文本摘录:
--------------------
The Child and Binary Tree

题目描述

Our child likes computer science very much, especially he likes binary trees.
Consider the sequence of $n$ distinct positive integers: $c_1, c_2, \ldots, c_n$. The child calls a vertex-weighted rooted binary tree good if and only if for every vertex $v$, the weight of $v$ is in the set ${c_1, c_2, \ldots, c_n}$. Also our child thinks that the weight of a vertex-weighted tree is the sum of all vertices’ weights.
Given an integer $m$, can you for all $s \; (1 \le s \le m)$ calculate the number of good vertex-weighted rooted binary trees with weight $s$? Please, check the samples for better understanding what trees are considered different.
We only want to know the answer modulo $998244353$ ($7 \times 17 \times 2^{23}+1$, a prime number).

题意概述

有$n$种点,每种点有无限个,第$i$种点的权值为$c_i$。定义一棵二叉树的权值等于它所有点的权值之和。求对于所有$s \in [1, m]$,权值为$s$的二叉树有几棵。两棵二叉树不同当且仅当它们左子树或右子树不同,或者根节点权值不同。
数据范围:$1 \le n, m, c_i \le 10^5$。

算法分析

令$f(x)$表示权值为$x$的二叉树个数,$F(x)$为其生成函数($F(x)=\sum_{i \ge 0} f(i)x^i$)。
令$C(x)$为给定$c$的集合的生成函数($C(x)=\sum_{i=1}^n x^{c_i}$)。
根据DP转移方程,易知
$$
f(x)=\sum_{w \in {c_1, c_2, \ldots, c_n}} \sum_{i=0}^{x-w} f(i)f(x-w-i)
$$

$$
F(x)=C(x)F(x)^2+1
$$
解得
$$
F(x)={1 \pm \sqrt{1-4C(x)} \over 2C(x)}={2 \over 1 \pm \sqrt{1-4C(x)}}
$$
显然,若取减号,则当$x$趋近$0$时分母为$0$,因此只能取加号。接着就是多项式开根和多项式求逆了。

  • 多项式求逆:
    求$GF \equiv 1 \pmod {x^n}$。

    假设已知$G_0F \equiv 1 \pmod {x^{\lceil n/2 \rceil}}$
    $G-G_0 \equiv 0 \pmod {x^{\lceil n/2 \rceil}}$
    $G^2-2GG_0+G_0^2 \equiv 0 \pmod {x^n}$
    $G-2G_0+G_0^2F \equiv 0 \pmod {x^n}$
    $G \equiv 2G_0-G_0^2F \pmod {x^n}$

  • 多项式开根:
    求$G^2 \equiv F \pmod {x^n}$。

    假设已知$G_0^2 \equiv F \pmod {x^{\lceil n/2 \rceil}}$
    $(G_0^2-F)^2 \equiv 0 \pmod {x^n}$
    $(G_0^2+F)^2 \equiv 4G_0^2F \pmod {x^n}$
    $\left({G_0^2+F \over 2G_0}\right)^2 \equiv F \pmod {x^n}$
    $G \equiv {G_0+G_0^{-1}F \over 2} \pmod {x^n}$

代码

#include <algorithm>
#include <cstdio>
#include <cstring>

static const int N = 500000;
static const int MOD = 998244353;
static const int G = 3;
static const int INV2 = 499122177;
int n, m, c[N], C[N], rev[N], wn[N], tmp[N], tmp2[N], tmp3[N];

int power(int a, int b) {
  int ret = 1;
  for (a %= MOD, b %= MOD - 1; b; b >>= 1)
--------------------
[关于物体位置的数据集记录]
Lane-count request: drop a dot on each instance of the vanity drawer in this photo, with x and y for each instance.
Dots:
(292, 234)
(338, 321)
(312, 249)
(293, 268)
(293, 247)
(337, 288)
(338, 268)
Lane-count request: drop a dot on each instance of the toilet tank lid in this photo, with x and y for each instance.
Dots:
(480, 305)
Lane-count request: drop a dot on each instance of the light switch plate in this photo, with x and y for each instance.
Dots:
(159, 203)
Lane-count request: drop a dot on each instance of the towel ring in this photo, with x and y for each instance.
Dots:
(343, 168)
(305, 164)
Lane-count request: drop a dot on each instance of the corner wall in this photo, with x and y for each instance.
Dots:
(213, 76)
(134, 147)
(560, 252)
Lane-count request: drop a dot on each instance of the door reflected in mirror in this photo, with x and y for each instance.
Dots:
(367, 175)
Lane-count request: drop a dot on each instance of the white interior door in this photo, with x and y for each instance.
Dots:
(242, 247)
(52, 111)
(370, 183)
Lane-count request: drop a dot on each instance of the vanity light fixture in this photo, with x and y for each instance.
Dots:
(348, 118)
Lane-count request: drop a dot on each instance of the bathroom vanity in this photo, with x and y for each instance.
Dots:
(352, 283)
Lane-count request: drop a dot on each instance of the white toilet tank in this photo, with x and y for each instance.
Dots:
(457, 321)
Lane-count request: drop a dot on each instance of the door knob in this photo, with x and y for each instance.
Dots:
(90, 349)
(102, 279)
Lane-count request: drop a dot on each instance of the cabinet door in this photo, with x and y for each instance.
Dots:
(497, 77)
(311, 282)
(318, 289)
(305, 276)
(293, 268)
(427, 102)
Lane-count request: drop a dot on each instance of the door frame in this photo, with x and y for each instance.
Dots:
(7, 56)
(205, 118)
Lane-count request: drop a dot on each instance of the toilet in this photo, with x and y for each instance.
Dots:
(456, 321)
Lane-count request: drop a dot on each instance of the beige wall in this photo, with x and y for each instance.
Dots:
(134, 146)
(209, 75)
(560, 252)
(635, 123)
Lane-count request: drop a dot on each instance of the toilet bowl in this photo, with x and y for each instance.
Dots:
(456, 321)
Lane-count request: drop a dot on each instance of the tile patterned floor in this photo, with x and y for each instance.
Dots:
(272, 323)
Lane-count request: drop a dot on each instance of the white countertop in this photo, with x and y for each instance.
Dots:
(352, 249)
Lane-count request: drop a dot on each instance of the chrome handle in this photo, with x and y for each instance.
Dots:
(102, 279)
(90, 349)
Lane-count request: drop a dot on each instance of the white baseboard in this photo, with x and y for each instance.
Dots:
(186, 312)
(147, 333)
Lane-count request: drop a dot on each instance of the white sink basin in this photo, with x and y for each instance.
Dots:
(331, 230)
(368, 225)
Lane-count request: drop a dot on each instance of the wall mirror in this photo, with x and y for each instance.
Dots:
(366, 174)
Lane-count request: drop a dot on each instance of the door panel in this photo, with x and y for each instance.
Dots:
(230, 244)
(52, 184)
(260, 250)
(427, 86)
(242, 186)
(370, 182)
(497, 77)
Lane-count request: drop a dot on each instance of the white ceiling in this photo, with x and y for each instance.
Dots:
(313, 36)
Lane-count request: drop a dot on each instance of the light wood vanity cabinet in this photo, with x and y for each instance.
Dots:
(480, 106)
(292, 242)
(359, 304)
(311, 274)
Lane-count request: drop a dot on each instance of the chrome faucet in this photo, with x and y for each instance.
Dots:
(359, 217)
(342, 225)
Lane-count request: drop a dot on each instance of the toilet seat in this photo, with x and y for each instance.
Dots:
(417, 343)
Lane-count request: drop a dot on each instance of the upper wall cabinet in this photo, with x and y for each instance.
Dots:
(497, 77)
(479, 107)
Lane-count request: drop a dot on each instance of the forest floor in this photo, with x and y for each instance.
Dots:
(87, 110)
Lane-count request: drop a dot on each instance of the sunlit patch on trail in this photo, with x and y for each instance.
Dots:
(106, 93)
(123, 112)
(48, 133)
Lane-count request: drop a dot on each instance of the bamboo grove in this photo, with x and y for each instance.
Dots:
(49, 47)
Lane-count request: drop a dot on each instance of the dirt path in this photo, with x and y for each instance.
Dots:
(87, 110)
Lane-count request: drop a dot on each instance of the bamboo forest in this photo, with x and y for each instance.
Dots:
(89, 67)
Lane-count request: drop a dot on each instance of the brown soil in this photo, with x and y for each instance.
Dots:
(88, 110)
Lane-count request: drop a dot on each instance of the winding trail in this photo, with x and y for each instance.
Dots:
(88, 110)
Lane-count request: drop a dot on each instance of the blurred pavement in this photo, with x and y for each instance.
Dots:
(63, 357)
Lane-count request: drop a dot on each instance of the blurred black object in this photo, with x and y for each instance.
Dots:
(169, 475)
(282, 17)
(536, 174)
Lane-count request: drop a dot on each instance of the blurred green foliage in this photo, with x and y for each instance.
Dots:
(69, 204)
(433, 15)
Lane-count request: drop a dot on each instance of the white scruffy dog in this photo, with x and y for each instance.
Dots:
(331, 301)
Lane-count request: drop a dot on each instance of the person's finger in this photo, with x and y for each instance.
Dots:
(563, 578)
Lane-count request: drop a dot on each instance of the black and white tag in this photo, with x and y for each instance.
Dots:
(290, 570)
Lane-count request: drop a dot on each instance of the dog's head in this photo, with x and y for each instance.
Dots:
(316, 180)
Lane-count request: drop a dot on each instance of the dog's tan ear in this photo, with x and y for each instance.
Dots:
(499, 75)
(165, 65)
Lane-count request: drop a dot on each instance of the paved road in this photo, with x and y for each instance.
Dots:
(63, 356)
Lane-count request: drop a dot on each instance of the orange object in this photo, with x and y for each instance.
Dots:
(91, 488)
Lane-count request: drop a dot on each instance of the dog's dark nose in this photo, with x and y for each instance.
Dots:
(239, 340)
--------------------
逐字照抄二叉树计数题解中的一段：从含有“Our child likes”的词句开始，到“all vertices’ weights.”结束。 这些列表与二叉树计数题解没有任何关系。

预期输出:
Our child likes computer science very much, especially he likes binary trees.
Consider the sequence of $n$ distinct positive integers: $c_1, c_2, \ldots, c_n$. The child calls a vertex-weighted rooted binary tree good if and only if for every vertex $v$, the weight of $v$ is in the set ${c_1, c_2, \ldots, c_n}$. Also our child thinks that the weight of a vertex-weighted tree is the sum of all vertices’ weights.